### PROBLEMS TO WORK ON
a) From the BuildMyTrip passage below, list every destination it says the company has planned trips to.
b) Answer these from the BuildMyTrip passage below:
(i) In which city is the company based?
(ii) By how much can agents with consolidator access beat OTA prices on international flights?
(iii) What does the passage say is sometimes the only effective remedy when an OTA-booked international trip is cancelled?
c) Continue the BuildMyTrip passage below, starting after its final line.

### PASSAGE PROVIDED
What BuildMyTrip Does Differently
We are a local Hyderabad company. We are not a tech platform built in Gurugram and operated by an algorithm. We are real people who plan real trips for families from Telangana and Andhra Pradesh.
When you book with us, every rupee of your total cost is shown upfront before you pay anything. We have direct relationships with hotels, airlines and ground operators in Europe, Southeast Asia, the Middle East and across India. We have planned trips to Europe, Bali, Thailand, Dubai, Kashmir and Kailash Mansarovar — and we know from experience what works and what does not.
When you are abroad and something goes wrong — a delayed flight, a hotel that is not as described, a guide who does not show up — you call us and we fix it. Not a chatbot. Not a ticket queue. A person who knows your trip and can act.
And when we give you a price, that is the price. No convenience fees added at checkout. No service charges that appear on the payment screen. No resort fees waiting for you at hotel check-in.
That is what local expertise looks like in practice. And it is why families from Hyderabad keep coming back to us trip after trip.
Frequently Asked Questions
Is a travel agent more expensive than MakeMyTrip for international trips?
Not necessarily. For international flights, travel agents with consolidator access often beat OTA prices by 5 to 7 percent. For hotel bookings, agents with direct relationships access negotiated rates that OTAs do not list. The total package cost depends on the destination and the trip but a well-planned agent package is frequently comparable or cheaper than an equivalent OTA booking — and always includes services the OTA cannot provide.
What happens if my OTA-booked international trip is cancelled?
Getting a refund from an OTA for a cancelled international package can take weeks or months and often results in partial refunds with multiple deductions. Credit card chargebacks are sometimes the only effective remedy. A reputable local agent with a clear cancellation policy is significantly more straightforward to deal with in these situations.
Can a local travel agent get better hotel deals than MakeMyTrip?

### INPUT DATA
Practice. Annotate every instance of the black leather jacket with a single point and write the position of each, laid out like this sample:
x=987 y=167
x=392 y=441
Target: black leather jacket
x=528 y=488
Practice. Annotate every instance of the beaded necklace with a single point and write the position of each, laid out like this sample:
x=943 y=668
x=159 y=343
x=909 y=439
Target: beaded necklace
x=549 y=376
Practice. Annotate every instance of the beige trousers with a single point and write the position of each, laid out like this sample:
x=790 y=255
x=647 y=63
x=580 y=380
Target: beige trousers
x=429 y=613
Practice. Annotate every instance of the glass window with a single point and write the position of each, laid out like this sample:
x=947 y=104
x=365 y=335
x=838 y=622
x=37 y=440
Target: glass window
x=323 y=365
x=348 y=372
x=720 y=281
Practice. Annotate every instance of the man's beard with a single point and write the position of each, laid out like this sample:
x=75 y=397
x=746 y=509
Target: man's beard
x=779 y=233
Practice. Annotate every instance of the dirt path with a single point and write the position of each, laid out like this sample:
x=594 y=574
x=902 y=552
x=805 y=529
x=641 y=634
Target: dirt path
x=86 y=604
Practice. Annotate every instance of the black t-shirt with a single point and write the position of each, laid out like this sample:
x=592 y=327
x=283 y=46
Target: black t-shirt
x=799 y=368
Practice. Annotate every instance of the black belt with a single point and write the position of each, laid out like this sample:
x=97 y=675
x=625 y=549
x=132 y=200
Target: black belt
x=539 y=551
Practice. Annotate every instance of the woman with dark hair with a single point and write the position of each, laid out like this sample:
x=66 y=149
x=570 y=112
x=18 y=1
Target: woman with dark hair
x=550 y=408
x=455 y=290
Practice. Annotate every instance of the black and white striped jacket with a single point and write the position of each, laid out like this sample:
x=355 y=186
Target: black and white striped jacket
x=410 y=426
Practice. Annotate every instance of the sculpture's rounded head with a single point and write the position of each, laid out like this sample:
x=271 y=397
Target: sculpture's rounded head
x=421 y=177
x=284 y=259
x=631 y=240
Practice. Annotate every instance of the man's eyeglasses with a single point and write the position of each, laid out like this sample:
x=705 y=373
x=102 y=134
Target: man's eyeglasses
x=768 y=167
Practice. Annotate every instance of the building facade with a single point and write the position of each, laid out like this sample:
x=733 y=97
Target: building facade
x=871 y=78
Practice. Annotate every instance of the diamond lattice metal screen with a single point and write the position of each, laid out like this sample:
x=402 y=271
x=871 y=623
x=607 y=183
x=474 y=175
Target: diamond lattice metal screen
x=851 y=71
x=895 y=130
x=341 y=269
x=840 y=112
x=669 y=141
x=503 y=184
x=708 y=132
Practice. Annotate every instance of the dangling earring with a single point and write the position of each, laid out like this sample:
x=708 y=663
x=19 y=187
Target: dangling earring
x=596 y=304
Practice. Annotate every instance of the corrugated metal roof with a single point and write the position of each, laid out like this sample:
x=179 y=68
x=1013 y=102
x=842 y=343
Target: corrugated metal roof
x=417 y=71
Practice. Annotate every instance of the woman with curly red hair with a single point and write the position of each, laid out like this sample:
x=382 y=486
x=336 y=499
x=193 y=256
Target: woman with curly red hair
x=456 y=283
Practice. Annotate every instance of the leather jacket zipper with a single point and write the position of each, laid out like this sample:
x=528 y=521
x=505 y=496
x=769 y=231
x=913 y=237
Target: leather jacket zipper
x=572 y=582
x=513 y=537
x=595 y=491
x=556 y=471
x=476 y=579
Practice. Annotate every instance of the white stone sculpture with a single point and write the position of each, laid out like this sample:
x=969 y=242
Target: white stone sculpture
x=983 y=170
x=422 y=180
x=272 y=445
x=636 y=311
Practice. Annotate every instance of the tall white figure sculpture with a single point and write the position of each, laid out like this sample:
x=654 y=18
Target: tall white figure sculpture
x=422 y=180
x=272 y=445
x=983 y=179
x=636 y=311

### EXPECTED RESULTS
a) Europe, Bali, Thailand, Dubai, Kashmir, Kailash Mansarovar

b)
(i) Hyderabad
(ii) 5 to 7 percent
(iii) Credit card chargebacks

c)
Yes, often. Hotels pay OTAs 15 to 25 percent commission on every booking. Agents with direct hotel relationships can negotiate rates that bypass this commission and pass some of the saving to you. This is more common for international hotels than domestic ones.
What should I ask a travel agent before booking with them?
Ask for their Ministry of Tourism registration or any industry certification. Ask for references from past customers who have done the same destination. Ask for a complete breakdown of all costs before you pay anything. Ask what their process is when something goes wrong during the trip. Ask whether they are available on WhatsApp 24/7 while you are travelling. Any reputable agent will answer all of these without hesitation.
Why does MakeMyTrip show different prices to different users?
OTAs use dynamic pricing algorithms that factor in your search history, device type, location, time of day and other data points. Two people searching for the same flight at the same moment can see different prices. Searching in incognito mode and clearing cookies before booking can sometimes show you lower prices than your regular browser.
Is BuildMyTrip registered and certified?
Yes. BuildMyTrip is a NIDHI certified travel company recognised by the Ministry of Tourism, Government of India. We are based in Hyderabad, Telangana with a physical office you can visit. Our registration details are available on request.